[Start of Attachment]
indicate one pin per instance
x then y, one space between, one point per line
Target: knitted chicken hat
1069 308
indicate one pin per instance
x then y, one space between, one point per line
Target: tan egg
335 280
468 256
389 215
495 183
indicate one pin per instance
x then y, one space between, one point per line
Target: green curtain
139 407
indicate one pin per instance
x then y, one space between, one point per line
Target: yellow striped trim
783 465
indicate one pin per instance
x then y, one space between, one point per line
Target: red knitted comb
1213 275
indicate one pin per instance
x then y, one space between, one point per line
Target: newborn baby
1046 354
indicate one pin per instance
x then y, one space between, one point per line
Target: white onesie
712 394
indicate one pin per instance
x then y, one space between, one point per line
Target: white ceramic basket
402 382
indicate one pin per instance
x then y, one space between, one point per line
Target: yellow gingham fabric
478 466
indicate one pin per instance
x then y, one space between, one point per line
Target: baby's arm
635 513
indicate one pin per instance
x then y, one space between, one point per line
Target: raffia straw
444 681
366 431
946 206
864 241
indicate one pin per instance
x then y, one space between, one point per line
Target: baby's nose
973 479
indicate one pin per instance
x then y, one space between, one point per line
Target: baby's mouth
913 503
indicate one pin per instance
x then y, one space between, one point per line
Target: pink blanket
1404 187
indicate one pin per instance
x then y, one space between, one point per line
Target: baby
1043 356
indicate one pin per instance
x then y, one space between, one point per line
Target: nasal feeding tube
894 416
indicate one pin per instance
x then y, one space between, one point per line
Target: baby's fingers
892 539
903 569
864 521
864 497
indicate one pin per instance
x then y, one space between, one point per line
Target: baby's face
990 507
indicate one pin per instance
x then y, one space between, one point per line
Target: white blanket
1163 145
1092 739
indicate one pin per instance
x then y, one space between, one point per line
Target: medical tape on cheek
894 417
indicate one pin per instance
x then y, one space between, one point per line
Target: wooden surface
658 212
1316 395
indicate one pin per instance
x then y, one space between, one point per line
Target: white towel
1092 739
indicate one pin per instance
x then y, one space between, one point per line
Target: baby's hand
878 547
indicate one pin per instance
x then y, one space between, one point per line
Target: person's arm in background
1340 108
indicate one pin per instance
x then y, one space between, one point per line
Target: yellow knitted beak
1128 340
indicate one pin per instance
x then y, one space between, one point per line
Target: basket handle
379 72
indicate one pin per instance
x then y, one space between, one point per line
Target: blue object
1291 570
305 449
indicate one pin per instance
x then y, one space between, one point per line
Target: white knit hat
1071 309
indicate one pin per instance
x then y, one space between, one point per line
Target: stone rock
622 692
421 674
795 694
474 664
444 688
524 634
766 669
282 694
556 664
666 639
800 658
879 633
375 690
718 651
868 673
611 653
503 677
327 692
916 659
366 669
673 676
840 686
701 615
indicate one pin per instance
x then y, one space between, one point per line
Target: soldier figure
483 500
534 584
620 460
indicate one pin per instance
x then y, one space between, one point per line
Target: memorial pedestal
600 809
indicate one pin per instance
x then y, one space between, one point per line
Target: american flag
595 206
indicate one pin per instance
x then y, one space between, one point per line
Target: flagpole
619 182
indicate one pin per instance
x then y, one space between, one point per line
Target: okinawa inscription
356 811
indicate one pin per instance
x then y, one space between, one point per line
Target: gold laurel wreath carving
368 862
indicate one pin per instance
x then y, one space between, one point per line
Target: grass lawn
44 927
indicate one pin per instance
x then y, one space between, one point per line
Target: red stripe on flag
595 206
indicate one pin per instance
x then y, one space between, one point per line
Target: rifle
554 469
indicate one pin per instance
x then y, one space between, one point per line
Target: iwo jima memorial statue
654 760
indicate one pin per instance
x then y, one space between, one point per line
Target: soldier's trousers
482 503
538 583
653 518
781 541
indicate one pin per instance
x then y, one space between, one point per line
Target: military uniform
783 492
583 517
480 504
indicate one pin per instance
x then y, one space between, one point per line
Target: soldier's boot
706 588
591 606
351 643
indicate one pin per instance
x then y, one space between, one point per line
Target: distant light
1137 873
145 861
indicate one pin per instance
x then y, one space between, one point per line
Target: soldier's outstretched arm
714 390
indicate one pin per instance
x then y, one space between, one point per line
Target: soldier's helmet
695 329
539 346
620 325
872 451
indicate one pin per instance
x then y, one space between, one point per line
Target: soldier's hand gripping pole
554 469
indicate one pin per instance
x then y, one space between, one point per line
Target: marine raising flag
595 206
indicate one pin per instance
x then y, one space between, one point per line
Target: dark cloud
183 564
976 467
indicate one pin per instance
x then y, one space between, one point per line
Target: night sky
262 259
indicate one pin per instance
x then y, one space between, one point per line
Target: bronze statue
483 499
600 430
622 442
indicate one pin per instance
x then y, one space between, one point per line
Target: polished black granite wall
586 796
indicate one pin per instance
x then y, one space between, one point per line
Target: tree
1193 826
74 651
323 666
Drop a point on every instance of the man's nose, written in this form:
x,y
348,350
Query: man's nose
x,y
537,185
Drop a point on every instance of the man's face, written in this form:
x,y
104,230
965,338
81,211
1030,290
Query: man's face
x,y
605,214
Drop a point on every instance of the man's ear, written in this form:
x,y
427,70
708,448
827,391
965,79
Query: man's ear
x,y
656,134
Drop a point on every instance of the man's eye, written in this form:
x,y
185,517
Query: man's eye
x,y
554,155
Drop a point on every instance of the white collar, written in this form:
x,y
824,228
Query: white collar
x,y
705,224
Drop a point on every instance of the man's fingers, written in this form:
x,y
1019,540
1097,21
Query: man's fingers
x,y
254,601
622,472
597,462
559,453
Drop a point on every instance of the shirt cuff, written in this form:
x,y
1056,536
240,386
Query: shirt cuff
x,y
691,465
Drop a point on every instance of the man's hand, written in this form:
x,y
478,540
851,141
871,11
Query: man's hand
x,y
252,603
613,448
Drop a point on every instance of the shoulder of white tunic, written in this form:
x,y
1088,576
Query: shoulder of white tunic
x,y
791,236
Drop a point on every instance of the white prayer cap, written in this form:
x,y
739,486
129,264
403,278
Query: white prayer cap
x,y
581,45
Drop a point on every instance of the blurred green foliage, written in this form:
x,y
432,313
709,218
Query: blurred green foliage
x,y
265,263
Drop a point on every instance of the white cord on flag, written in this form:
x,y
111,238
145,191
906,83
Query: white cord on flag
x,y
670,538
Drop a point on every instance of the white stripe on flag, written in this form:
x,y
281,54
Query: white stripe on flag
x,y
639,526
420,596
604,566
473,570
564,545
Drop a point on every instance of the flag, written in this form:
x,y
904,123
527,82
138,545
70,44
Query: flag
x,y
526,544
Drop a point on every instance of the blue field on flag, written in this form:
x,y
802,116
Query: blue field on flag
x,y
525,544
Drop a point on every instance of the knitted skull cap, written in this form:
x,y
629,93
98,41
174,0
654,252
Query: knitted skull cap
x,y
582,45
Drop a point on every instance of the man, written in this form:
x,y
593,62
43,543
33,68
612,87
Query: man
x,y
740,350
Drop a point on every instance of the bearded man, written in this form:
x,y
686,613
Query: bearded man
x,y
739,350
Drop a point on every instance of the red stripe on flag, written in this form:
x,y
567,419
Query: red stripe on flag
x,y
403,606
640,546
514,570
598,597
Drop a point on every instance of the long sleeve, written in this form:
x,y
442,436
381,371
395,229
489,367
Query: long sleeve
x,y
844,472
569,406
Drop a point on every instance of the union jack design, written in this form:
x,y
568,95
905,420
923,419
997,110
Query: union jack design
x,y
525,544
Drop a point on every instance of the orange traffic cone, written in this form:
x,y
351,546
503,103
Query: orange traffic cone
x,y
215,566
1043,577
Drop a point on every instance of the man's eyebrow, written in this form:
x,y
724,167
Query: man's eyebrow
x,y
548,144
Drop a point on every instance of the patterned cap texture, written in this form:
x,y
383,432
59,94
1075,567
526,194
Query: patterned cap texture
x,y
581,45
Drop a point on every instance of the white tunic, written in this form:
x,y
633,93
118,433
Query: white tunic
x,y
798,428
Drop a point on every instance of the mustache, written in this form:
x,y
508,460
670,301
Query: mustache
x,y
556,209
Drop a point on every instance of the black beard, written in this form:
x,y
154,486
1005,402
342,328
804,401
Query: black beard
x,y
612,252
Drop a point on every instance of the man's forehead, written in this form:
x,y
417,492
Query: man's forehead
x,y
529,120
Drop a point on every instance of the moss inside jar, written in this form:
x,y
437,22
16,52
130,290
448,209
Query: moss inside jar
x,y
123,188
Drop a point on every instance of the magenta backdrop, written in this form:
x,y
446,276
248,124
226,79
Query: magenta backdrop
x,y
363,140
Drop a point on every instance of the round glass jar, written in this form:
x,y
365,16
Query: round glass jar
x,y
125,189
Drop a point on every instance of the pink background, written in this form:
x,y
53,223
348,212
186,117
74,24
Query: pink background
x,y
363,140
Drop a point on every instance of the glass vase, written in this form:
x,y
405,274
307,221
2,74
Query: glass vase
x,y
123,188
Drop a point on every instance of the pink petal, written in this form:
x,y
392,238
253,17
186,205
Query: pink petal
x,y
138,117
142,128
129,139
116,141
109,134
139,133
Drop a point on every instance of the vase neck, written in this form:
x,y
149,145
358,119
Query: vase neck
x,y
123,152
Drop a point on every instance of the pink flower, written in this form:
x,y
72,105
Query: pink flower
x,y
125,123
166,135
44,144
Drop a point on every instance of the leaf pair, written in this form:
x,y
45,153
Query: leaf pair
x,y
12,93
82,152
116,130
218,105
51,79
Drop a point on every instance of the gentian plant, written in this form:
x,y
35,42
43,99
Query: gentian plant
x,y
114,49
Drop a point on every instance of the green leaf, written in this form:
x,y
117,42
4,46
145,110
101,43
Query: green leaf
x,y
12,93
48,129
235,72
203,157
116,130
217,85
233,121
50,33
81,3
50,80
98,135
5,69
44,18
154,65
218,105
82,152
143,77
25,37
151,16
[End of Attachment]
What needs to be done =>
Lines from the one holding "Query: pink flower" to the end of the listing above are the only ones to transcribe. Keep each exactly as written.

Finished task =>
Query: pink flower
x,y
125,123
166,135
44,144
Drop a point on every instance of the leaf pair, written in this form:
x,y
45,153
Query: leaf pair
x,y
12,93
82,152
116,130
218,105
51,79
Drop a point on every instance of the gentian plant, written in this form:
x,y
35,42
43,99
Query: gentian plant
x,y
114,49
Drop a point on every instance of the green leaf, written in this form:
x,y
117,42
4,46
145,110
101,43
Query: green leaf
x,y
12,93
48,129
235,72
203,157
116,130
217,85
233,121
50,33
81,3
50,80
98,135
5,69
44,18
154,65
218,105
82,152
143,77
25,37
151,16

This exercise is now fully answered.